◆ **Excerpted text**
::::::::
Trump kicked things off with an explosive cold open, deriding Germany as a “captive” of Russia — and the other NATO nations as “delinquent” on their military spending — at a breakfast meeting on the summit’s first day.

These hard truths were, of course, false. Trump’s claim that Germany was fatally undermining NATO by purchasing natural gas from Russia — and thus rendering itself reliant on the very power it was asking America to defend it against — was grossly hyperbolic. While a pending pipeline that will deliver Russian gas to Germany is a source of genuine controversy within the alliance, Angela Merkel’s country relies on Russia for only 9 percent of its energy consumption. Her government’s dealing with Gazprom will not change the balance of military and economic power between NATO and Putin’s regime.
::::::::
◆ **Entries shown**
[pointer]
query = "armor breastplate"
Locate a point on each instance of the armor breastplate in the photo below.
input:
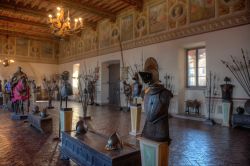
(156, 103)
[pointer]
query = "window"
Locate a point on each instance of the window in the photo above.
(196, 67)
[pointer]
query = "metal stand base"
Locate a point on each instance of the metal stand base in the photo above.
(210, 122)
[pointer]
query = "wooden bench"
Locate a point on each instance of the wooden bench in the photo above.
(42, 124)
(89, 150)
::::::::
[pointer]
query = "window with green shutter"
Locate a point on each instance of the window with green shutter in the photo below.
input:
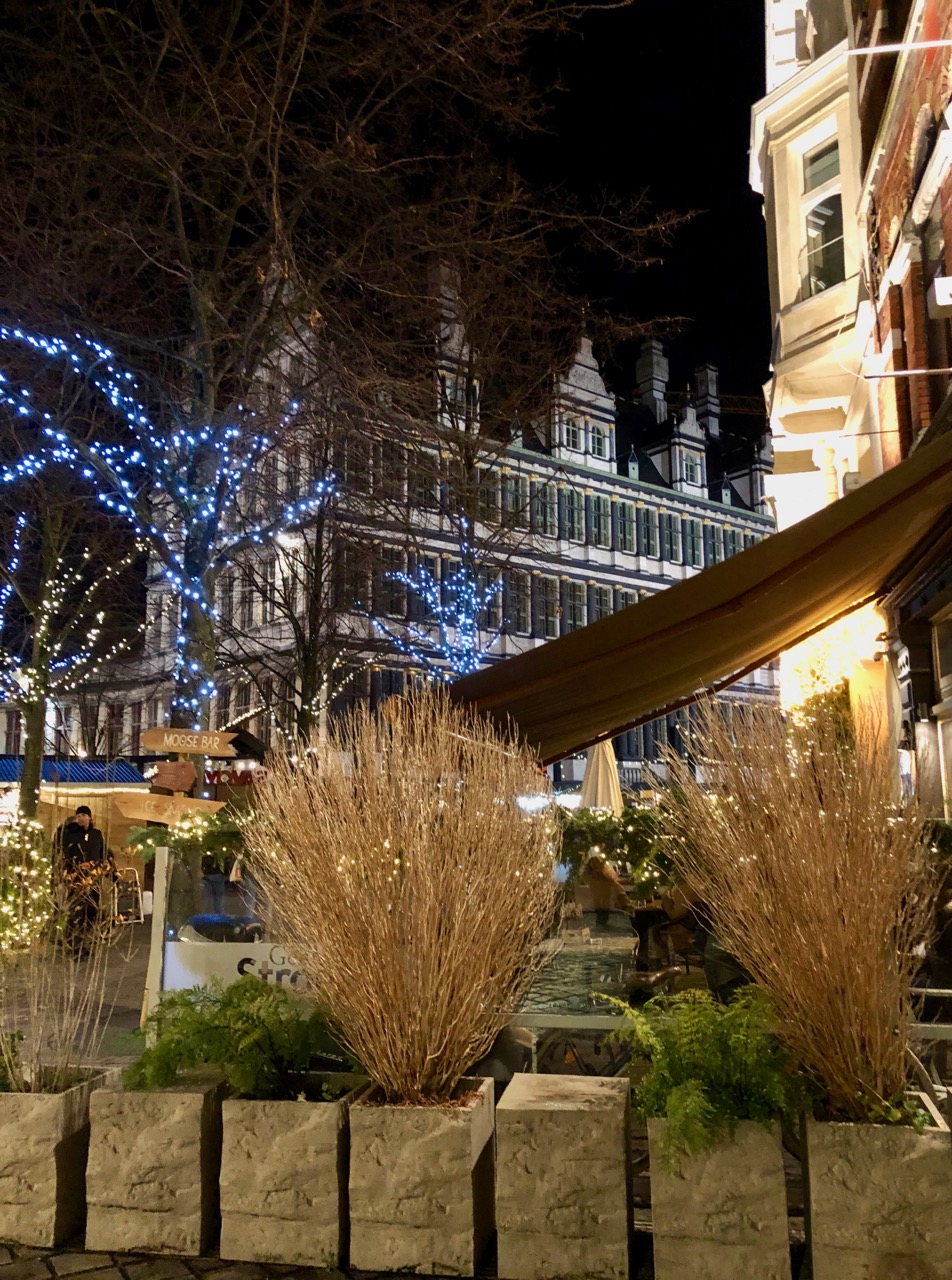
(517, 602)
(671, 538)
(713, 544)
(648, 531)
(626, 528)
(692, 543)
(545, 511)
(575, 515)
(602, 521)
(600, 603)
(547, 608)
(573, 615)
::::::::
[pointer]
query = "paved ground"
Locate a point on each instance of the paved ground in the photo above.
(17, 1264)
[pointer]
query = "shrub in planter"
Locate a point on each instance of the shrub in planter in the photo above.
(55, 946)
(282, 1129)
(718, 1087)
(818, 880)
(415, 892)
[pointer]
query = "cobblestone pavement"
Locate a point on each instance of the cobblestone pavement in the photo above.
::::::::
◆ **Exercise requirements**
Reproduce the part of the NATO summit passage starting with "These hard truths" and going on through "and Putin’s regime.". The rows have nothing to do with the NATO summit passage.

◆ **Exercise output**
These hard truths were, of course, false. Trump’s claim that Germany was fatally undermining NATO by purchasing natural gas from Russia — and thus rendering itself reliant on the very power it was asking America to defend it against — was grossly hyperbolic. While a pending pipeline that will deliver Russian gas to Germany is a source of genuine controversy within the alliance, Angela Merkel’s country relies on Russia for only 9 percent of its energy consumption. Her government’s dealing with Gazprom will not change the balance of military and economic power between NATO and Putin’s regime.